_Consegne_.
1/ Secondo il testo sulla co-docenza, diversi docenti si chiedono che cosa sia stato preso in considerazione per avanzare la proposta. Elenchi tutto ciò che vi figura.
2/ Estragga dal testo sulla co-docenza il passo che va da «Come si sia» fino a «del sistema esistente[13].».
3/ Indichi se ciascuna affermazione concorda con il testo sulla co-docenza, rispondendo sì o no e citando le parole decisive del testo: (a) nel testo sono riportati studi scientifici che comprovano l'efficacia della co-docenza; (b) un collegio ritiene poco rispettoso che ogni anno si discutano proposte diverse; (c) si sa che nelle sperimentazioni i docenti sono stati accoppiati a caso.

_Testo_.
►
Come si sia arrivati ad optare per la modalità di insegnamento in co-docenza non è dato di sapere. Per corroborare l’introduzione della co-docenza, si citano “esperienze finora vissute”, ma non vengono riportati documenti di riferimento o studi scientifici che ne comprovino l’efficacia. Non si sa come si sono svolte le sperimentazioni che hanno portato alle (non meglio precisate) esperienze positive di cui si parla, se i docenti sono stati accoppiati a caso, o se si è trattato di un’effettiva collaborazione. Diversi docenti si chiedono che studi, riferimenti bibliografici e dati siano stati presi in considerazione per avanzare questa proposta, e in base a quali esperienze (in altri Cantoni o Nazioni) si possa affermare che questa metodologia di lavoro sia più efficace del sistema esistente[13].

La presa di posizione di un collegio ritiene comunque poco rispettoso, nei confronti delle famiglie e degli allievi, che ogni anno ci si trovi a discutere proposte diverse, creando incertezza nel futuro dei ragazzi.
◄
_Materiale presentato_.
►
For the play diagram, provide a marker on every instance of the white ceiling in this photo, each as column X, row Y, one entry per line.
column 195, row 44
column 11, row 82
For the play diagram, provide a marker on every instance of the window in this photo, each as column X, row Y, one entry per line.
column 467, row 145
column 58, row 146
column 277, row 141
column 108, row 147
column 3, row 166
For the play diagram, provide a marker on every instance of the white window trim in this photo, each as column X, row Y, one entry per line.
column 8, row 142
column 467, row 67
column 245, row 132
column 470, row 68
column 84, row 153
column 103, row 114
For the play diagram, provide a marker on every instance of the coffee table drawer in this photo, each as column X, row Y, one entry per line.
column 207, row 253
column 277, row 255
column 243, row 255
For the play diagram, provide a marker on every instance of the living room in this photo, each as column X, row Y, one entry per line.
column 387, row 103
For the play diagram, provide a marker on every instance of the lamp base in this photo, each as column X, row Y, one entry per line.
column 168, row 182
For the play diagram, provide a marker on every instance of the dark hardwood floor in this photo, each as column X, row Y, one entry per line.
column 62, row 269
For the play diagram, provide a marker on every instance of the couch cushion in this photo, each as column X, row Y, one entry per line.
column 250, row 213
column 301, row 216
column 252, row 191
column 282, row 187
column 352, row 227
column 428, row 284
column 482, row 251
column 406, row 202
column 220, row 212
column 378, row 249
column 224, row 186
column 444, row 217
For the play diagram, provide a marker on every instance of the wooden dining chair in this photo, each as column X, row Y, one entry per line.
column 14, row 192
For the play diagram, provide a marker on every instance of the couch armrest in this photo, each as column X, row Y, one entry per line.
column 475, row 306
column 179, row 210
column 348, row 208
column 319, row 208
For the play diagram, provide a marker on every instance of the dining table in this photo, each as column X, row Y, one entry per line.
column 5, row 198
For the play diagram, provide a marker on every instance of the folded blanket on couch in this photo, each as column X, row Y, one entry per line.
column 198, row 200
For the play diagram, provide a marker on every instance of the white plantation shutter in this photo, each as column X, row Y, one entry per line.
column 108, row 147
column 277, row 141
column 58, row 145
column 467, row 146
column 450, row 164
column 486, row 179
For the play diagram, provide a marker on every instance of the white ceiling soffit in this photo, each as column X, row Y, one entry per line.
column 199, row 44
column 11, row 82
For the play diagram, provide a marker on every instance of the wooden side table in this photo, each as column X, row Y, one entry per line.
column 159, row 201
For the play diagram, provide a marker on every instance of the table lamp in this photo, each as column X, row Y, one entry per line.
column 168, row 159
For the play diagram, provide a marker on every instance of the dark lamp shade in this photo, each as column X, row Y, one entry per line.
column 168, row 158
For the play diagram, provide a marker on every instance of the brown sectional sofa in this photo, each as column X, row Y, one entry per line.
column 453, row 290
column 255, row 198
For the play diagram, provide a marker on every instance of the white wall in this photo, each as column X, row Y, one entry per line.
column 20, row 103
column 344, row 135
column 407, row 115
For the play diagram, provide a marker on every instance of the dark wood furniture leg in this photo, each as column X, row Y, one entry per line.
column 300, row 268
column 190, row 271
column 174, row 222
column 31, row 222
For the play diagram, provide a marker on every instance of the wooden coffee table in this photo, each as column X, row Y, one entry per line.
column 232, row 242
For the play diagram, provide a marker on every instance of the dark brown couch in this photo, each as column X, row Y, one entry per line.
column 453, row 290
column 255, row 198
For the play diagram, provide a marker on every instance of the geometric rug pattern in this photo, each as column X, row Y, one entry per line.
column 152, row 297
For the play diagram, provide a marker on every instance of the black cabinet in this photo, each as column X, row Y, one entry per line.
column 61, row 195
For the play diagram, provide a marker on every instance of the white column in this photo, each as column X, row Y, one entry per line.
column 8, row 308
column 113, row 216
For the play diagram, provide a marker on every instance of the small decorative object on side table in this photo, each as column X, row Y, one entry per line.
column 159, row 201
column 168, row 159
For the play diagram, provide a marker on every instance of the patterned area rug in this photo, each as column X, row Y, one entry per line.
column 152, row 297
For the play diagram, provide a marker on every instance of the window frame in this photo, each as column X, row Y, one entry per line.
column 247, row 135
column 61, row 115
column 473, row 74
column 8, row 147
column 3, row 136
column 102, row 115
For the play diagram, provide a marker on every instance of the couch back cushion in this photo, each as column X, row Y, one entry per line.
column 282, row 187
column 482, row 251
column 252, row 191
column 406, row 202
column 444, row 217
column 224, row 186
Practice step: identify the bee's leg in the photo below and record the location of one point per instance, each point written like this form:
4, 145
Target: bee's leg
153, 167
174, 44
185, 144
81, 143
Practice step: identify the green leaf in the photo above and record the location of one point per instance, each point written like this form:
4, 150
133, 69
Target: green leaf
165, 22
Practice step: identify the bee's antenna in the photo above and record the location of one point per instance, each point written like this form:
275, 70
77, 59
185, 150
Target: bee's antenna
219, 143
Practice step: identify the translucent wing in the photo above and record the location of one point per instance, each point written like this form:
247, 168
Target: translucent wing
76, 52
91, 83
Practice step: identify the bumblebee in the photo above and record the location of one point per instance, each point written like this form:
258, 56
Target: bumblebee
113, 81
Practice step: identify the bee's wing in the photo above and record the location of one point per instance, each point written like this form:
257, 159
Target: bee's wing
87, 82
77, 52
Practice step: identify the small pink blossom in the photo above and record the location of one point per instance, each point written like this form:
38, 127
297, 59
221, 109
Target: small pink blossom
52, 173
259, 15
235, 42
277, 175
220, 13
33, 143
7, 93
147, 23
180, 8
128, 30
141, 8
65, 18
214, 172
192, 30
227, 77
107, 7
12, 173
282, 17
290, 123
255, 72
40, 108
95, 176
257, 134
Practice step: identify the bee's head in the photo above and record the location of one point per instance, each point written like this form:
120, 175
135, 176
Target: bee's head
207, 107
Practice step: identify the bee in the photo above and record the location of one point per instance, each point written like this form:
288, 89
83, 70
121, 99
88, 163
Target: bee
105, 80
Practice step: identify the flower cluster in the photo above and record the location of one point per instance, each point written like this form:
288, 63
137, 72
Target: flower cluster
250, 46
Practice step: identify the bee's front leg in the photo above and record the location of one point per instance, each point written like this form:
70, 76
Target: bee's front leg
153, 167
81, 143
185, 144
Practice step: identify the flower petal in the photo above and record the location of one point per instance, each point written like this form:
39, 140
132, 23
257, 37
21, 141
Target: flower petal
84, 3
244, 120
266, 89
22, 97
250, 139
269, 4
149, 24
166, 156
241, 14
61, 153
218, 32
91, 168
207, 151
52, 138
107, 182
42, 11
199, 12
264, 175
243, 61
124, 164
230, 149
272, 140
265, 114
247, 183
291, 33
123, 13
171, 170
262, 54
◄
_Soluzioni_.
1/ Studi, riferimenti bibliografici, dati.

2/
Come si sia arrivati ad optare per la modalità di insegnamento in co-docenza non è dato di sapere. Per corroborare l’introduzione della co-docenza, si citano “esperienze finora vissute”, ma non vengono riportati documenti di riferimento o studi scientifici che ne comprovino l’efficacia. Non si sa come si sono svolte le sperimentazioni che hanno portato alle (non meglio precisate) esperienze positive di cui si parla, se i docenti sono stati accoppiati a caso, o se si è trattato di un’effettiva collaborazione. Diversi docenti si chiedono che studi, riferimenti bibliografici e dati siano stati presi in considerazione per avanzare questa proposta, e in base a quali esperienze (in altri Cantoni o Nazioni) si possa affermare che questa metodologia di lavoro sia più efficace del sistema esistente[13].

3/
(a) No: «non vengono riportati documenti di riferimento o studi scientifici che ne comprovino l’efficacia».
(b) Sì: «ritiene comunque poco rispettoso, nei confronti delle famiglie e degli allievi, che ogni anno ci si trovi a discutere proposte diverse».
(c) No: «Non si sa come si sono svolte le sperimentazioni che hanno portato alle (non meglio precisate) esperienze positive di cui si parla, se i docenti sono stati accoppiati a caso».